- JOBS -
1. In the debate thread, can you condense the paragraph beginning "That debate went about how I expected it would" into a short bulleted list that keeps its main points?
2. Can you retype, without any changes, the part of the debate thread starting at "It would be" and ending at "exceptions should exist."?

- TEXT SEGMENT -
------------------------------------
Vice Presidential Debate Thread

Speaking of this, I actually did a double-take at the length of that pause before he started to answer. It seemed like hours.

That debate went about how I expected it would. Biden came out with high energy, but he didn’t make Ryan look bad. There wasn’t a hands-down winner. I can see the argument for either side thinking they won. Biden is taking heat for his immature antics, but I completely see why he acted that way. The best he could have hoped for was to re-energize supporters that were somewhat dejected after Obama’s lackluster performance. I think he did that. Ryan, meanwhile, just had to keep his cool, not look uncomfortable and not make any big mistakes. So really, both sides probably felt like they accomplished what they wanted to.

Well it must take a longggg time to muster up malarky for Romney, since Eddie always maintained that* how* a child was conceived doesn’t change his definition of “life”
and therefore always ruled out rape, incest or threat to the life of the mother as credible reasons for terminating a pregnancy.

Thanks. Yeah, not the best zinger, but Ryan set it up for him.

(emphasis added)

You mean the one from the Congressional Budget Office, I presume? Thats the only one that called the plan “impossible”? Just the one, then?

Be that as it may, Ryan did call out to six studies which he claimed “debunked” the CBO’s report. From the Washington Posts concurrent fact-checking blog:

If we are generous, we can fairly say that these are six opinions. I’m inclined to regard the Heritage Foundation as hopelessly partisan, your mileage may vary. But to offer these as six “studies” on a par with, or equal to, the Congressional Budget Office is an exercise in disinformation.

It would be fair to notice that Ryan merely tossed this nugget of horseshit into the stew without much emphasis. It is so noticed.

In that I think pro-life people who would make exceptions for anything are some of the biggest hypocrites in the world, I admire Ryan in the context of not believing* any exceptions should exist.

*That is what he believes, isn’t it? I can’t keep track.

Of course, the Democrats keep referring to ‘tax cuts’, while Ryan and Romney are talking about tax RATE cuts. There’s a big difference. As they said, if you cut rates, but also cut loopholes, you can do it in a revenue-neutral manner.

Now, can you cut rates 20% and still maintain revenue with loophole removal? I’m not sure. And could they get the political support to remove large loopholes like the home mortgage deduction? Probably not. Almost certainly not in that specific case. So the Obama campaign is perfectly right to raise this as a problem.

Biden missed the obvious retort to the Kennedy/Reagan comparisons: They reduced rates that were VERY HIGH. In Kennedy’s case, he reduced the top marginal rate from 90% to about 70%. I don’t think anyone today thinks that a 90% tax rate is a good idea, or even a 70% tax rate. And I think that most economists would agree that cutting top marginal rates from 90% to 70% would have a bigger growth effect than cutting rates from 35% to 28%.

In any event, Romney and Ryan should either stop using specific numbers like 20%, or they should probably provide more details as to what they would cut. Providing details of loophole cuts is a stupid idea now, because A) you have to get agreement from a divided congress, which is a setup for broken campaign promises, and B) any cut you offer up now will be used as ammo by the opposition.
------------------------------------
- RECORDED DATA -
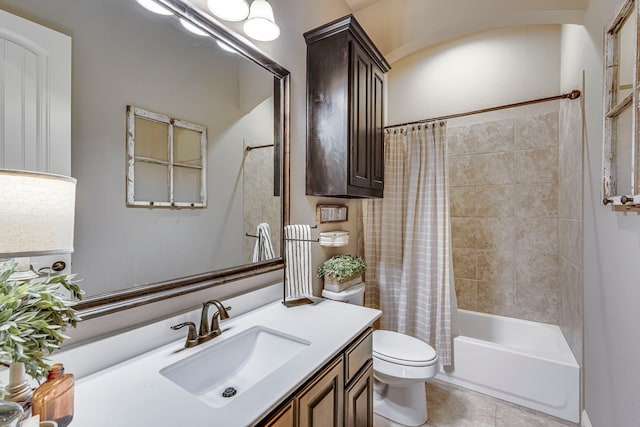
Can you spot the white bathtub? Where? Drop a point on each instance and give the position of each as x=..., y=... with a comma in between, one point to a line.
x=527, y=363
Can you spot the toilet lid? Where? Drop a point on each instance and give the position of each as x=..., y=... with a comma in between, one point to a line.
x=402, y=349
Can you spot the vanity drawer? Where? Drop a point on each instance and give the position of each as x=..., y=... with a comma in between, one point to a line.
x=358, y=354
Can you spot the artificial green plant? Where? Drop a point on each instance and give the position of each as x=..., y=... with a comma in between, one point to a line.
x=33, y=317
x=342, y=267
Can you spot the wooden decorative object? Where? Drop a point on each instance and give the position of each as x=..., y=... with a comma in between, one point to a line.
x=331, y=213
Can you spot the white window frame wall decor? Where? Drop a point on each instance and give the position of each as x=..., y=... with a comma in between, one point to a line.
x=612, y=193
x=133, y=159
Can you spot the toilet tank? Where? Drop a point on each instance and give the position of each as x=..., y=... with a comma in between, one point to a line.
x=352, y=295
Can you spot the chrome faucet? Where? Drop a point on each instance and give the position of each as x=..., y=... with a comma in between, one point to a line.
x=205, y=334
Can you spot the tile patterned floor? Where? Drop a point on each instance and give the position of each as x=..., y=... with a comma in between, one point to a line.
x=451, y=406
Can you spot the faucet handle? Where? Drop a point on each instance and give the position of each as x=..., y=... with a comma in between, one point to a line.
x=192, y=337
x=222, y=314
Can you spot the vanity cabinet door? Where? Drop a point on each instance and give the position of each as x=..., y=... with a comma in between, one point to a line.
x=285, y=417
x=358, y=406
x=321, y=403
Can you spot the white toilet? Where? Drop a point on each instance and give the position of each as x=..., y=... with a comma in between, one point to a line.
x=401, y=366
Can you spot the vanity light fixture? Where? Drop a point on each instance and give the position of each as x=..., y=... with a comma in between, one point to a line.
x=37, y=215
x=225, y=47
x=261, y=25
x=192, y=28
x=154, y=7
x=229, y=10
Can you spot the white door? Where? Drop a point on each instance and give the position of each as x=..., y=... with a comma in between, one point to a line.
x=35, y=96
x=35, y=103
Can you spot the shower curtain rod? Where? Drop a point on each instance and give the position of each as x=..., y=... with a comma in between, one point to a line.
x=574, y=94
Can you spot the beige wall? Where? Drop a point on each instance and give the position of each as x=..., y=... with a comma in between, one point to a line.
x=611, y=247
x=504, y=209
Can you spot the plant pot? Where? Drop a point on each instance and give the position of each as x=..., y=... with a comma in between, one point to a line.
x=334, y=285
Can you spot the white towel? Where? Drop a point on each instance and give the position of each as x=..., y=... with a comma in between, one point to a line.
x=297, y=261
x=263, y=250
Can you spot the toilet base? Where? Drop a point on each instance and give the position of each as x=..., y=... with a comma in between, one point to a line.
x=404, y=405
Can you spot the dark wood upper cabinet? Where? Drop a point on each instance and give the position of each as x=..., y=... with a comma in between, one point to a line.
x=345, y=111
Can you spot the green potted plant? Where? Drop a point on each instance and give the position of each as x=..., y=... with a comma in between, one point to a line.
x=34, y=315
x=342, y=271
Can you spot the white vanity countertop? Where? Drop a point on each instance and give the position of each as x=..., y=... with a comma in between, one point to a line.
x=134, y=393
------------------------------------
- EXPECTED OUTPUTS -
1.
- The debate went as expected, with no clear winner, and either side could argue it won.
- Biden showed high energy but didn't make Ryan look bad.
- Biden is criticized for immature antics, but the writer understands them. His best hope was to re-energize supporters left dejected by Obama's lackluster performance, and the writer thinks he did.
- Ryan only had to stay calm, look comfortable, and avoid big mistakes.
- Both sides probably felt they accomplished what they wanted.

2.
It would be fair to notice that Ryan merely tossed this nugget of horseshit into the stew without much emphasis. It is so noticed.

In that I think pro-life people who would make exceptions for anything are some of the biggest hypocrites in the world, I admire Ryan in the context of not believing* any exceptions should exist.